◆ **DATA FOR PROCESSING**:
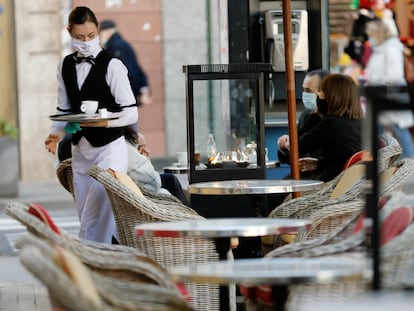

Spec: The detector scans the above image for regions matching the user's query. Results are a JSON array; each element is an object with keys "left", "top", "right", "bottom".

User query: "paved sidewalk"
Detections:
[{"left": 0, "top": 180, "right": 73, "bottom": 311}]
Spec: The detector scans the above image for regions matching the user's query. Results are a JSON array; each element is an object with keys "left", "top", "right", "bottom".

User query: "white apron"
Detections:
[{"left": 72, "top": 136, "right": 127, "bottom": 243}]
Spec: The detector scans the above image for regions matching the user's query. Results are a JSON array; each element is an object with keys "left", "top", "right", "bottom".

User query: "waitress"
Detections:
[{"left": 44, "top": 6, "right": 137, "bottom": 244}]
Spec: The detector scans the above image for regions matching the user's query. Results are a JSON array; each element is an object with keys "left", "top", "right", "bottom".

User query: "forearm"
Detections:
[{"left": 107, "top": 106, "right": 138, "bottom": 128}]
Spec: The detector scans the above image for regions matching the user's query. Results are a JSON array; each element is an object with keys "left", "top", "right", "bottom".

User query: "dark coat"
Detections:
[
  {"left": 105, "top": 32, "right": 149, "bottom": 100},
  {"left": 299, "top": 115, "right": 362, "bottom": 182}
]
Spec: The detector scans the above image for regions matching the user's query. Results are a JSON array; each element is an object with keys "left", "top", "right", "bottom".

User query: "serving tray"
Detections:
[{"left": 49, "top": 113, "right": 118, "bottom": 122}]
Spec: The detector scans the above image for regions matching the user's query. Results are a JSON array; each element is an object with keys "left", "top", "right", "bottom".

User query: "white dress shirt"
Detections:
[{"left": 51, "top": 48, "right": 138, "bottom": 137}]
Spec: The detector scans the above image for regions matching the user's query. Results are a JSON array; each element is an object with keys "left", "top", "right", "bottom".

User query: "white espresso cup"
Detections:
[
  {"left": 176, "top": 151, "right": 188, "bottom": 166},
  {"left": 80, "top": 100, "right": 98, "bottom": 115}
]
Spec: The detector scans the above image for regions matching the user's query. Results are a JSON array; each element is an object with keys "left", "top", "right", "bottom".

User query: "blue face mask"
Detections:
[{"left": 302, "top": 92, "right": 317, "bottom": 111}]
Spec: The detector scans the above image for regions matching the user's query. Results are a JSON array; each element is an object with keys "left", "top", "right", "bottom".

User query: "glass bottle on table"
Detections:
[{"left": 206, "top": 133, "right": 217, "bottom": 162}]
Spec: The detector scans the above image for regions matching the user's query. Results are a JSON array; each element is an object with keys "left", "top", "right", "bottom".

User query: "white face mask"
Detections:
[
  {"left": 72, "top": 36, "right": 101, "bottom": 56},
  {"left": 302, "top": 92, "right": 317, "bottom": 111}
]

==

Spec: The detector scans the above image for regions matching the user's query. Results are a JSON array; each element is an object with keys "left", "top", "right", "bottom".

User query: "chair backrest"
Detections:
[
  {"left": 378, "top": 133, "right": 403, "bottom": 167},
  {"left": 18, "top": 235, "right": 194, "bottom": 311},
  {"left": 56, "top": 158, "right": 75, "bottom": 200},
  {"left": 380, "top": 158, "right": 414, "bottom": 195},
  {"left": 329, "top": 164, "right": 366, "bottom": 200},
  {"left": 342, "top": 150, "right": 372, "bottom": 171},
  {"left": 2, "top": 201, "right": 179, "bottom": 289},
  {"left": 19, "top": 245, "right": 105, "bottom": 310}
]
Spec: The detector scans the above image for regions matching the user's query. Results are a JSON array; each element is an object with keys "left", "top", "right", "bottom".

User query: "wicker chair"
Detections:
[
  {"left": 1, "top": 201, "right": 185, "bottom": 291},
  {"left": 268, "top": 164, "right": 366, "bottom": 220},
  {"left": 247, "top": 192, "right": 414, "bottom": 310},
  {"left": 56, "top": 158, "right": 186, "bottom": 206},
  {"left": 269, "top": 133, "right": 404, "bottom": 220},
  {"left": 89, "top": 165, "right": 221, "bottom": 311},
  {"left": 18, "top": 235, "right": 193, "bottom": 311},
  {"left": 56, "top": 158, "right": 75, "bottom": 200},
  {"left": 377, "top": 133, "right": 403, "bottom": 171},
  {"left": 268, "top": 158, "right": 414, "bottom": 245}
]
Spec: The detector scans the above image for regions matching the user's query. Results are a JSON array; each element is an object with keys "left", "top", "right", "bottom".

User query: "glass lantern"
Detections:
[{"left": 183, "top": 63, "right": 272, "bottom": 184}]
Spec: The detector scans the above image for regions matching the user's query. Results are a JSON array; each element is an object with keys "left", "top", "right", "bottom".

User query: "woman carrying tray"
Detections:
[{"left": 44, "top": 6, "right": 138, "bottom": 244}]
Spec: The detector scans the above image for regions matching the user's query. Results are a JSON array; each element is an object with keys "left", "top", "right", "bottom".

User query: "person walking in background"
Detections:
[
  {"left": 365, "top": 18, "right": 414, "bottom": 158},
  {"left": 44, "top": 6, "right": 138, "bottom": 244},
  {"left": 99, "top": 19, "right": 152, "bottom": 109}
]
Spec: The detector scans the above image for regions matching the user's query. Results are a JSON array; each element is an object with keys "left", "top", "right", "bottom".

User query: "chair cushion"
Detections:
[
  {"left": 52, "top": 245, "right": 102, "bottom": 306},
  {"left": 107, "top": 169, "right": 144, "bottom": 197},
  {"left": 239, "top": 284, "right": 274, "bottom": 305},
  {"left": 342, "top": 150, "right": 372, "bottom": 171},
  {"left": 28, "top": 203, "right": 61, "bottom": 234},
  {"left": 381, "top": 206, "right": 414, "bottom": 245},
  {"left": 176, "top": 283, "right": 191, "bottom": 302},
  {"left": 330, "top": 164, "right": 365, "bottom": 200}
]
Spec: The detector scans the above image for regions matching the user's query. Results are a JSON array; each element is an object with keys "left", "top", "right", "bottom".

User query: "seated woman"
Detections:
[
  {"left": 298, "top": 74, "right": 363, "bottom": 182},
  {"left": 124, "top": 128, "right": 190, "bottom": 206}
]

◆ **PROBLEM REQUIREMENTS**: Search the entries for "white" and show every line that has it.

◆ **OUTPUT OF THE TASK**:
User query: "white apron"
User query: "white dress shirt"
User query: "white espresso cup"
User query: "white face mask"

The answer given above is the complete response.